# Requirements
Lay out the stretch of data that opens with the line containing "object=elderly man with red headscarf" and closes with the line containing "top-left (8, 432), bottom-right (136, 548)", both lines included, as a JSON list of strings with one string per line. Leave out any blank lines.

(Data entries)
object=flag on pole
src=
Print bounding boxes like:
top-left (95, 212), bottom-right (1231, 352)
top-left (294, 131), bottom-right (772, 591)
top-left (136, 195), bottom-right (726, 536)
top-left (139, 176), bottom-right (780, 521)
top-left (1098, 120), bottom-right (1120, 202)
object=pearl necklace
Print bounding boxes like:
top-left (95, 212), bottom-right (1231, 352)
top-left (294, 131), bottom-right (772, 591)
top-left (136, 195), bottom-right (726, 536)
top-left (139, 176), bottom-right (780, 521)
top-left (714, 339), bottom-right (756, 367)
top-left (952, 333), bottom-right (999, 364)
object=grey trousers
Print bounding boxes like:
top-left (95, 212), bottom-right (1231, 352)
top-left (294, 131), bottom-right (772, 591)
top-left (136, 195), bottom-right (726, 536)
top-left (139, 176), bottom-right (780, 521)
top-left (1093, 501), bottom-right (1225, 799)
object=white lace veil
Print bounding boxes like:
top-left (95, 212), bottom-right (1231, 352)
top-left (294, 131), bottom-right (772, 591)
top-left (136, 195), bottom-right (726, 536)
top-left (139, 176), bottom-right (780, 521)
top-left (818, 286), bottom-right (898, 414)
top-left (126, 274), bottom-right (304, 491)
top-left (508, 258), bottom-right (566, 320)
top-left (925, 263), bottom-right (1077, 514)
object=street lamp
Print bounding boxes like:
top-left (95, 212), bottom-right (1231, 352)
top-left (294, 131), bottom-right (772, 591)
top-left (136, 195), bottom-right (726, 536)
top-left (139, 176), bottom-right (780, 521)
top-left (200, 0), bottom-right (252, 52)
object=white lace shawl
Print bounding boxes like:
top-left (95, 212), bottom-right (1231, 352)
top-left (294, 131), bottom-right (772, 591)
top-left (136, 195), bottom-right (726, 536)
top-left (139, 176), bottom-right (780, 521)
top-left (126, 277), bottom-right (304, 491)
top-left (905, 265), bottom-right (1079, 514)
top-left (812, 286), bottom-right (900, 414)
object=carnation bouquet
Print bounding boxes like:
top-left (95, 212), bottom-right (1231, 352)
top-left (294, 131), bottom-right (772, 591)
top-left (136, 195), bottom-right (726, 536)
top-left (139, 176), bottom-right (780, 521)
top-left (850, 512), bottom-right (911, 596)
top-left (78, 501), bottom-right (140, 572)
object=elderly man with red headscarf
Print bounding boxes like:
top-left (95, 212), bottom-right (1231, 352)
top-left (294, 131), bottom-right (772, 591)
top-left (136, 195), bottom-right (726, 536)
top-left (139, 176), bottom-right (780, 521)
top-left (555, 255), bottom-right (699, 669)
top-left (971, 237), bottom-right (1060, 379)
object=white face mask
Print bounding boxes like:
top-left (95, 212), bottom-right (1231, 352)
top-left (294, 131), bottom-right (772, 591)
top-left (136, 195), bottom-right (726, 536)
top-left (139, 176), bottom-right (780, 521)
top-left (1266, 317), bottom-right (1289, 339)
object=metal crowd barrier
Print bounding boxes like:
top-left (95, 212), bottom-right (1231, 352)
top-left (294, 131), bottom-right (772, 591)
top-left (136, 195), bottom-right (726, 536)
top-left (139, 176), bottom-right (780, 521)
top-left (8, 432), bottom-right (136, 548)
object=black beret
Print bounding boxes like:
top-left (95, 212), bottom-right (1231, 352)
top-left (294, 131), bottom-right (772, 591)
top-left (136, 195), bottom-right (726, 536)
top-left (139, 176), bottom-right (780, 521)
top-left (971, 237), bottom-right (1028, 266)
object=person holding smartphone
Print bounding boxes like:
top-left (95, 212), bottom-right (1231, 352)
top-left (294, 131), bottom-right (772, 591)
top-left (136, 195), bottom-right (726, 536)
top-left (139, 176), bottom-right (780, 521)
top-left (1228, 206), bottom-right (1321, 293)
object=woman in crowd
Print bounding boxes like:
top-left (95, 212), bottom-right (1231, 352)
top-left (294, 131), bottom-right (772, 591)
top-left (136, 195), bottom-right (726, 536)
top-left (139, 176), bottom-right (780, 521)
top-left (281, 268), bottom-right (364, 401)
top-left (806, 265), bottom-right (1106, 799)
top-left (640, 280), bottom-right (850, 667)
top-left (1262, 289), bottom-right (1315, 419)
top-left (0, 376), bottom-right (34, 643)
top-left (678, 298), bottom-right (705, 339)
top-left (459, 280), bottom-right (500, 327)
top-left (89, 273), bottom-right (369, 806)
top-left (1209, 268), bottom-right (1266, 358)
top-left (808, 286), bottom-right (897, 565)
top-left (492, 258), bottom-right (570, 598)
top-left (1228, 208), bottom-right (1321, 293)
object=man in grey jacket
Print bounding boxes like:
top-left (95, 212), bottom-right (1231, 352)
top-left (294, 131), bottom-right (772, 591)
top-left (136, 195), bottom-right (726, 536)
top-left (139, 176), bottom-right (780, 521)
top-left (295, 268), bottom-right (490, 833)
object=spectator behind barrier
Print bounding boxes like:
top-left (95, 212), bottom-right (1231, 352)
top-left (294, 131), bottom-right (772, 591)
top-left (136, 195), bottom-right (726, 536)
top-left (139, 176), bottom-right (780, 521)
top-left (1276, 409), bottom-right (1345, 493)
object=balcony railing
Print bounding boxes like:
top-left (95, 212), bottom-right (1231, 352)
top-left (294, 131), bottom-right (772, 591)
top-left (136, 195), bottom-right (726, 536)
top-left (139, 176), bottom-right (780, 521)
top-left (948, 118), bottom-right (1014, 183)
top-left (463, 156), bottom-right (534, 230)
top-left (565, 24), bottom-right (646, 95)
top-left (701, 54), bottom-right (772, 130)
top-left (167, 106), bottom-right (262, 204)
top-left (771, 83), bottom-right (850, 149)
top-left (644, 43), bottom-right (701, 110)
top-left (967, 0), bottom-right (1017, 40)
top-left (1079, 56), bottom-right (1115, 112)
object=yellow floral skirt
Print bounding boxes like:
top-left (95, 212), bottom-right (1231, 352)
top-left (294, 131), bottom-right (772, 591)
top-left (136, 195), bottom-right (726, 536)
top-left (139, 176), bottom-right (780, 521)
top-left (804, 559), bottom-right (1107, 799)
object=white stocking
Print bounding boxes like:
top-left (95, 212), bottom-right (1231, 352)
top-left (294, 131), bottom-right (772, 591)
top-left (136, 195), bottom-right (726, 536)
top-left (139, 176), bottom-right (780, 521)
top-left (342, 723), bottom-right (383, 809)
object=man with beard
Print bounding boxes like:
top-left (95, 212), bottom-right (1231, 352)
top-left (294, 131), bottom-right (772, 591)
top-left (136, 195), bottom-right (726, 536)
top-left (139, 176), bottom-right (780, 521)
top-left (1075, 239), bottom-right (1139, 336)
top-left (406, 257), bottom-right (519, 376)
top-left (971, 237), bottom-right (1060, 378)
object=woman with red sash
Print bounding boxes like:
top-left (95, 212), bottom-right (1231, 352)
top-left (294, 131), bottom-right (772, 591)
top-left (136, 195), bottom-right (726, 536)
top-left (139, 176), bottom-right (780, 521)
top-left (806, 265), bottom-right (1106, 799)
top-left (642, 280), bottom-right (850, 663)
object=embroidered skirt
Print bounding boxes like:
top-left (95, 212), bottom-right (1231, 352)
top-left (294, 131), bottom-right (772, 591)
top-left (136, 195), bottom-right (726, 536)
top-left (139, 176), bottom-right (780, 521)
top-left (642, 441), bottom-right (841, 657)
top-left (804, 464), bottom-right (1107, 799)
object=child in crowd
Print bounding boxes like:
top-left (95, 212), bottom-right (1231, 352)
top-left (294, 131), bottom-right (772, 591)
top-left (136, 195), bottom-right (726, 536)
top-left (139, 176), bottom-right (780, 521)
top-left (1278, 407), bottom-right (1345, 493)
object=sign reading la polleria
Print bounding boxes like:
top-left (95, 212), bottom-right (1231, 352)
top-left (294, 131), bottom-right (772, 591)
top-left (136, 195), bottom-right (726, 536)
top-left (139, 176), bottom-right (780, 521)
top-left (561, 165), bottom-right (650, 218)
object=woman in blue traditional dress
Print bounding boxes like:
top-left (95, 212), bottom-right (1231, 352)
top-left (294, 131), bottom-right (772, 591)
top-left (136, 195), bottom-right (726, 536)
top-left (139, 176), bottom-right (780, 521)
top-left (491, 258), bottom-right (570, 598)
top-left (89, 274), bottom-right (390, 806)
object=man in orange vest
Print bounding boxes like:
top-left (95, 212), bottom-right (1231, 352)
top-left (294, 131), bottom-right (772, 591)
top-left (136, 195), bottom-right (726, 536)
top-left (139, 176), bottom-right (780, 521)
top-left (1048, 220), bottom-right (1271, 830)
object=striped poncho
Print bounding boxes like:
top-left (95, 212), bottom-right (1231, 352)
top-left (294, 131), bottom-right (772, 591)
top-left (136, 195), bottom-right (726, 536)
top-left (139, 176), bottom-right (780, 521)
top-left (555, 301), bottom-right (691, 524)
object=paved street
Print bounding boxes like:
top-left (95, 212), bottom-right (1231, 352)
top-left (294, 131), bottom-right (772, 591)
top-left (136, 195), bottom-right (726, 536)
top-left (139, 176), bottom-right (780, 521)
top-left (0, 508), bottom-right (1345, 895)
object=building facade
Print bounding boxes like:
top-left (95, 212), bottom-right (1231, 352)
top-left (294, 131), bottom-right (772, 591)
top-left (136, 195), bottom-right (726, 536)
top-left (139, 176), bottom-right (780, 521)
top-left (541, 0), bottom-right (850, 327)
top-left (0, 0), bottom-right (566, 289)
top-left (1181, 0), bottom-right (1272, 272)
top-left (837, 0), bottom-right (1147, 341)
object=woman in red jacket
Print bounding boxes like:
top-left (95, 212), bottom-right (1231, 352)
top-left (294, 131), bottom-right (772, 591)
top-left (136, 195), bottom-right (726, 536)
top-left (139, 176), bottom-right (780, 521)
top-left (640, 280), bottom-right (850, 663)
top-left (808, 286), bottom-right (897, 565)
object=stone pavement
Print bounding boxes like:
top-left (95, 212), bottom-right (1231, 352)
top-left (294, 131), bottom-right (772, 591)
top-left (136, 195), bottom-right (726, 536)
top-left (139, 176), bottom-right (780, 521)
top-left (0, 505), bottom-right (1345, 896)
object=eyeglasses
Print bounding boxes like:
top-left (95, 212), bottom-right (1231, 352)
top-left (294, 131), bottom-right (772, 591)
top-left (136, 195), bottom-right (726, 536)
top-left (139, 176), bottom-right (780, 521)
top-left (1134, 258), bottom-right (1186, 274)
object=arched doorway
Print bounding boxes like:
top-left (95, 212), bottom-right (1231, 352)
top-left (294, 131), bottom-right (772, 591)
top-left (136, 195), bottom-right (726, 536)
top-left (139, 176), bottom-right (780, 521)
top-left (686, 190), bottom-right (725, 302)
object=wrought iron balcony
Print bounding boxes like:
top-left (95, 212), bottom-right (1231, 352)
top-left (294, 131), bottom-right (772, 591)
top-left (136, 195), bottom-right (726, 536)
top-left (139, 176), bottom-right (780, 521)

# Correct response
[
  "object=elderly man with red headscarf",
  "Print bounding boxes like:",
  "top-left (95, 212), bottom-right (1231, 352)",
  "top-left (294, 131), bottom-right (772, 591)",
  "top-left (136, 195), bottom-right (726, 536)",
  "top-left (139, 176), bottom-right (780, 521)",
  "top-left (555, 255), bottom-right (699, 669)",
  "top-left (971, 237), bottom-right (1060, 379)",
  "object=white face mask",
  "Print bounding boxes like:",
  "top-left (95, 212), bottom-right (1231, 352)",
  "top-left (294, 131), bottom-right (772, 591)",
  "top-left (136, 195), bottom-right (726, 536)",
  "top-left (139, 176), bottom-right (780, 521)",
  "top-left (1266, 317), bottom-right (1289, 339)",
  "object=metal crowd barrier",
  "Print bounding boxes like:",
  "top-left (95, 212), bottom-right (1231, 352)",
  "top-left (294, 131), bottom-right (772, 591)",
  "top-left (136, 195), bottom-right (726, 536)",
  "top-left (139, 176), bottom-right (780, 521)",
  "top-left (8, 432), bottom-right (136, 548)"
]